▶ _Source document_
ASHBURN, Va. - Amid all the rumors surrounding the possibility of the Washington Redskins trading the No. 5 pick in today's NFL draft, one fact has not escaped Vinny Cerrato, vice president of football operations.
"To be at five, we can't lose," Cerrato said Thursday at the team's media briefing at Redskins Park. "We're going to get an outstanding player. It's just which one?"
The popular notion suggests that when Washington is put on the clock, the team's brain trust decide between a pair of Miami Hurricanes: tight end Kellen Winslow Jr. or safety Sean Taylor.
Another theory was quickly rejected by Cerrato: making a possible trade with the San Diego Chargers for the overall No. 1 selection or with the Oakland Raiders, Arizona Cardinals or New York Giants, all of whom will pick in the top four.
"I think trading back is a lot more likely than trading up," he said, noting that the team has only fifth- and sixth-round choices after the first round. "Like I said earlier, we have no ammunition to trade up. To trade up into the top five is expensive from [exchanging] picks that we don't have, and it's expensive financially, too. It's highly, highly unlikely that we'll do that."
Weeks of film review and discussion by Washington's coaching and scouting staffs produced a list of what Cerrato called "150 draftable players."
While Cerrato and coach Joe Gibbs kept the list to themselves, Gibbs acknowledged that team needs could be the driving force behind the Redskins' decision with the No. 5 pick.
"I would say there's a strong influence on need, because you feel like there are eight or nine that you could make a case for being a great player," he said. "You can't get away from need."

▶ _Given entries_
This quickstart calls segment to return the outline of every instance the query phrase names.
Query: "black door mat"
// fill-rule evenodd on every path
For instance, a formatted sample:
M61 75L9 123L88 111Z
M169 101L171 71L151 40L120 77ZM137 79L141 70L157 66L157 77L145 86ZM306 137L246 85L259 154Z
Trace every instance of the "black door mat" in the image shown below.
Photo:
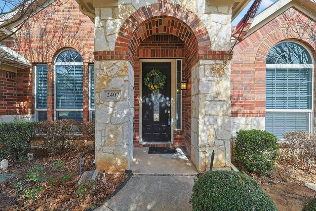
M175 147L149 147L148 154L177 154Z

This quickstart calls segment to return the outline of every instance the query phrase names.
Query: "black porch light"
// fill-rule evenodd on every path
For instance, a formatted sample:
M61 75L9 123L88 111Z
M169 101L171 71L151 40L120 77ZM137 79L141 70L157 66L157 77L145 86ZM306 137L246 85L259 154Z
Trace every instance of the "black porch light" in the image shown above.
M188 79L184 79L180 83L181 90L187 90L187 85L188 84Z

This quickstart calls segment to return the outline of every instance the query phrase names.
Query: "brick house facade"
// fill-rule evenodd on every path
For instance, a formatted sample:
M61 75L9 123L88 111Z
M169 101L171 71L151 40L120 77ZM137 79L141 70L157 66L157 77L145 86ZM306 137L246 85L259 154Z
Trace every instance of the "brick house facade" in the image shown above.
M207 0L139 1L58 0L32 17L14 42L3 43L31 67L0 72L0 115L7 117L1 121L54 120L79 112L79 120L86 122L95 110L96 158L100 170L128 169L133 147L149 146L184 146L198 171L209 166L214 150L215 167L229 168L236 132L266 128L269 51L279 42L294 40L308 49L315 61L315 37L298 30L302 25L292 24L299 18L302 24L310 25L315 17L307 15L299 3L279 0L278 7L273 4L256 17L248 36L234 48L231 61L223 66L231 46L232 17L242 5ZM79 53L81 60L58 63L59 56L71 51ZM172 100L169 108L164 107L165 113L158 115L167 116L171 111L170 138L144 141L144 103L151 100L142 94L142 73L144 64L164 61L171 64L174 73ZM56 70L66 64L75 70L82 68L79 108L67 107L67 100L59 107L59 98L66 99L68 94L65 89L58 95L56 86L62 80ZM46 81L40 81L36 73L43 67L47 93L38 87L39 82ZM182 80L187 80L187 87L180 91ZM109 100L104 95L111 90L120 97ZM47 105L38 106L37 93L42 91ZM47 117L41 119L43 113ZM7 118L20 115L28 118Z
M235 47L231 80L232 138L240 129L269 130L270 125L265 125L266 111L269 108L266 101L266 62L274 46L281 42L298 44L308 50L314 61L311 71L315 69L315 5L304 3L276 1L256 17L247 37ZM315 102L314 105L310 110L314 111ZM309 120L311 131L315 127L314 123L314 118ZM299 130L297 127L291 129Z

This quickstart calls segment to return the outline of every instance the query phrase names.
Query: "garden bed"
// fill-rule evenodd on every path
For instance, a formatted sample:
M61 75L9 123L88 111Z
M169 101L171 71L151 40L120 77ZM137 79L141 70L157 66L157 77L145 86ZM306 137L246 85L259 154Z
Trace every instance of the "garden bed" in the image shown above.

▶ _Parts of the exercise_
**A.** In the article on the Redskins and the No. 5 draft pick, which two Miami Hurricanes players does the popular notion say Washington will choose between?
**B.** Write a continuation of the article on the Redskins and the No. 5 draft pick, starting after its final sentence.

▶ _Results for the exercise_
**A.** Tight end Kellen Winslow Jr. and safety Sean Taylor.

**B.**
Such talk hints that Washington could use its first choice on Winslow, a 6-foot-4, 243-pound tight end who has drawn comparisons to Tony Gonzalez of the Kansas City Chiefs and Jeremy Shockey of the New York Giants.
Winslow caught 127 passes, the most ever by a Miami tight end, for 1,365 yards and nine touchdowns in 38 games. An impressive target with soft hands, Winslow is considered too fast to be covered by a linebacker and too large to be tackled by a safety.
"He's almost like a wide receiver playing tight end," Cerrato said. "He's got explosiveness out of his breaks. He runs in the 4.5s. ... He can block. He can do a lot of things. He can create a lot of mismatches."
Another factor could be Gibbs' relationship with Winslow's father, Kellen Winslow Sr. The two were members of the Chargers' organization between 1979 and 1980.
But some have suggested that the Redskins will avoid drafting Winslow because he is represented by the Poston brothers, who are in the midst of a dispute with the team over linebacker LaVar Arrington's contract.
"We wouldn't do that," Gibbs said. "But I would say that every single part of a person and every single part of everything around them influences you."
That has led some experts to predict that Washington will draft Taylor, Winslow's teammate and frequent practice partner.
At 6-2, 231 pounds, Taylor is a strong, athletic safety who has a knack for delivering blows to wide receivers running crossing routes. He has been compared to Hall of Famer Ronnie Lott.
"He's like a corner playing safety," Cerrato said. "He can add a lot to the defense. There's probably hasn't been a safety like him come out for a while."